- Stylistic origins: Polka, ranchera, norteño, corrido, banda
- Cultural origins: Early 20th century Mexico
- Derivative forms: Country

Regional scenes
- Mexico (with origins in the states of Sinaloa, Baja California, Sonora, Chihuahua, Zacatecas, Nuevo León, Durango, Tamaulipas, Jalisco, and Michoacán) United States (notably in the states of Arizona, California, Nevada, New Mexico, and Texas) Central America (notably in El Salvador, Honduras and Guatemala) South America (notably in Colombia, Peru, and Bolivia)

= Narcocorrido =

Type of narrative ballad originating in Mexico

A narcocorrido (/es/, "narco-corrido" or drug ballad) is a subgenre of the regional Mexican corrido (narrative ballad) genre, from which several other genres have evolved. This type of music is heard and produced on both sides of the Mexico–United States border. It uses a danceable, polka, waltz or mazurka rhythmic base. The lyrics tend to speak approvingly of illegal activities, mainly drug trafficking.

The first corridos that focus on drug smugglers—the narco comes from "narcotics"—have been dated by Juan Ramírez-Pimienta to the 1930s. Early corridos (non-narco) go back as far as the Mexican Revolution of 1910, telling the stories of revolutionary fighters. Music critics have also compared narcocorrido lyrics and style to gangster rap and mafioso rap.

Narcocorrido lyrics refer to particular events and include real dates and places.

==History==
This genre of music is the evolution of traditional corrido ballads of the Mexican-US border region, which stemmed from the 16th-century Spanish genre of romance.
In the late 1980s and early 90s, Chalino Sánchez contributed to narcocorridos. Known throughout Mexico as "El Pelavacas" (Cow Skin Peeler) and "Mi Compa" (My Friend), Chalino was a Mexican immigrant living in Los Angeles. He began distributing his music for a sale price. His lyrics dealt with love, betrayal and the reality of life in Mexico. Soon he was selling mass copies. Chalino Sánchez was murdered in 1992 after a concert in Culiacán. In death, he became a legend and one of the most influential Mexican musicians to emerge from California, he is known throughout the United States and Mexico as El Rey del Corrido (The King of the Corrido).

Various companies, governmental agencies, and individuals have sought to ban narcocorridos. These attempts include a voluntary radio station black-out in Baja California. Representative Casio Carlos Narváez explained that radio executives did not want to make "people who break the laws of our country into heroes and examples". Former President of Mexico Vicente Fox also proposed banning narcocorridos. On the other hand, former Mexican foreign secretary Jorge Castaneda has argued that "corridos are attempts by Mexican society to come to terms with the world around them...You cannot blame narcocorridos for drug violence. Drug violence is to blame for narcocorridos".

- - -

> [Problems to work on]:
(a) According to the narcocorrido article, to which decade did Juan Ramírez-Pimienta date the first corridos about drug smugglers?
(b) Reproduce the narcocorrido article word for word from "Type of narrative" up to and including "mainly drug trafficking.".
(c) Write the next part of the narcocorrido article, picking up right after its final sentence.

> [Raw data]:
- - -

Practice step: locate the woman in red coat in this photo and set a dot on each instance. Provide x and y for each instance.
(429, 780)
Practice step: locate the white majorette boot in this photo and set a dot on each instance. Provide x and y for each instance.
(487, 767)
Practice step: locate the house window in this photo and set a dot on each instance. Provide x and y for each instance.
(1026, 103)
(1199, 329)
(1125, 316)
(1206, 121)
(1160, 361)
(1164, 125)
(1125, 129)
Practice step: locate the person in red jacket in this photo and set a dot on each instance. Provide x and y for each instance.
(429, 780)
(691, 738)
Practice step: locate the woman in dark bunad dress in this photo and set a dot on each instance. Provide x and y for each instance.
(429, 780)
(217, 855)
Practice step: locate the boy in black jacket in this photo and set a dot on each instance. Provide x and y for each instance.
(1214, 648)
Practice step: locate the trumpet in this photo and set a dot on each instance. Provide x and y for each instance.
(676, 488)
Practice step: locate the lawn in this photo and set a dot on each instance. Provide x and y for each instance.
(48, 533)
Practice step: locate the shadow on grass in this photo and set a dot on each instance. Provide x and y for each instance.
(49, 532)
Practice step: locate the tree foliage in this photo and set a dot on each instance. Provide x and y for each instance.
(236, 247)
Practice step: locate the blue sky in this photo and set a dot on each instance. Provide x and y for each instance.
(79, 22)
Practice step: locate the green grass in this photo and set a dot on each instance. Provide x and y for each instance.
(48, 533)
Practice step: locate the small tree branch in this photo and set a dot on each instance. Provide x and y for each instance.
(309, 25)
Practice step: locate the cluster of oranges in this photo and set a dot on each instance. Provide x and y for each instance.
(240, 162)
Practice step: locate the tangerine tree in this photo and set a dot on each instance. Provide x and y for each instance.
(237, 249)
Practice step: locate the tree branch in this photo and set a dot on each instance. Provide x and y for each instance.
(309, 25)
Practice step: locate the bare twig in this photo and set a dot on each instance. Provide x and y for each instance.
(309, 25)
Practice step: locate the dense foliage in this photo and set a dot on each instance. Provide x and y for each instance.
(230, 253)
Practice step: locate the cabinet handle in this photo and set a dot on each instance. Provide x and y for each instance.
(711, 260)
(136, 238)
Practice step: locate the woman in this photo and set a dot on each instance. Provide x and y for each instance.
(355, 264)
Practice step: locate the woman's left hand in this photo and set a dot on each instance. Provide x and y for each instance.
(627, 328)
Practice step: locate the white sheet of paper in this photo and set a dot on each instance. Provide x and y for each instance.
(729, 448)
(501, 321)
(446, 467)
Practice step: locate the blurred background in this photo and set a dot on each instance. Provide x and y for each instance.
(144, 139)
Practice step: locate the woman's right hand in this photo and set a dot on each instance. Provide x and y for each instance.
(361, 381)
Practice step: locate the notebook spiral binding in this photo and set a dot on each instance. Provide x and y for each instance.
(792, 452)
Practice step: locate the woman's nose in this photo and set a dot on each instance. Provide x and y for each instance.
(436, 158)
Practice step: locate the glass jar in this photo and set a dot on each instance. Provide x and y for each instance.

- - -

> [Final answers]:
(a) The 1930s.

(b)
Type of narrative ballad originating in Mexico

A narcocorrido (/es/, "narco-corrido" or drug ballad) is a subgenre of the regional Mexican corrido (narrative ballad) genre, from which several other genres have evolved. This type of music is heard and produced on both sides of the Mexico–United States border. It uses a danceable, polka, waltz or mazurka rhythmic base. The lyrics tend to speak approvingly of illegal activities, mainly drug trafficking.

(c)
==Lyrical content==

Musical video of "La Corona", a narcocorrido sung by El Komander

Since music plays an important role and major influence in the narcoculture in Mexico, some songs have been tagged as "anthems" and banned from airplay in Mexico and parts of the United States. However, the banning has failed in Mexico because the music is still displayed and available on several radio stations in the United States, near the border with Mexico, which still reaches the northern Mexico audience, while another important point of narcocorrido distribution method has been the internet for listening and downloading. Pirated (bootleg) copies of this music are sold in the "tianguis" (outdoor and flea markets).

Narcocorridos describe the lives of the poor, the destitute, and those who seek power through illegal means. Like hip-hop and rap music, the narcocorrido is heard by many Spanish speakers who vary in age, and is popular among people who are not associated with cartels or gangs. The genre is becoming mainstream in many Spanish-speaking countries in recent years, along with the emergence of narco-subcultures and drug consumption cultures; it is now entering countries like Guatemala, Honduras, Colombia, Peru and Bolivia, where the music is available on an everyday basis.

Examples of such anthems include:

- "En Preparacion" (In Preparation) (a song that refers to the life of violent sinaloa cartel lieutenant Manuel Torres Félix known as "El Ondeado", brother of Javier Torres known as "El J.T.") by singer Gerardo Ortíz
- "El Señor de los Cielos" (The Lord of the Skies) (refers to Drug lord Amado Carrillo) by singer Los Plebes del Rancho de Ariel Camacho
- "A Mis Enemigos" (To My Enemies) by Valentín Elizalde
- "El Coco" (The coke head) by El Halcon de la Sierra
- "Nave 727" (refers to the "Boeing 727" aircraft) by Grupo Laberinto
- "Cuerno de Chivo" ("Goat's Horn", Spanish slang for AK-47 rifle) by Los Huracanes del Norte
- "Mis Tres Animales" (My Three Animals) (refers to the three top selling Mexican narcotics: cocaine, marijuana and heroin). by Los Tucanes de Tijuana
- "El Macho Prieto" (a supposed tribute to drug trafficker Gonzalo Inzunza Inzunza) by Luis Salomon "El Arremangado"
- "Ajustes Inzunza" (Retaliations Inzunza) (dedicated to the hitman squad led by Gonzalo Inzunza Inzunza) by Colmillo Norteño
- "La Vida Mafiosa" (The Mafia Life) by Los Canelos de Durango
- "El Chapo Guzmán" (a tribute to Sinaloa cartel drug lord Joaquín "Chapo" Guzmán) by Los Tucanes de Tijuana
- "El Jefe de Jefes" (The Boss of Bosses) (dedicated to Miguel Ángel Félix Gallardo) by Los Tigres del Norte
- "Chuy y Mauricio" (Jesus and Maurice) by Los Canelos de Durango
- "Chingon de Chingones" (The Badass of Badasses) by Los Razos de Sacramento y Reynaldo
- "Los Duros de Colombia" (The Colombia Hardhitters) by Gerardo Ortiz
- "JGL" (a tribute to Sinaloa cartel drug lord Joaquín "Chapo" Guzmán) by Luis R. Conriquez and La Adictiva
- "El Sr. Mayo Zambada" (Mr. Mayo Zambada) (a song dedicated to Sinaloa cartel top Drug lord, Ismael "Mayo" Zambada) by Enigma Norteño.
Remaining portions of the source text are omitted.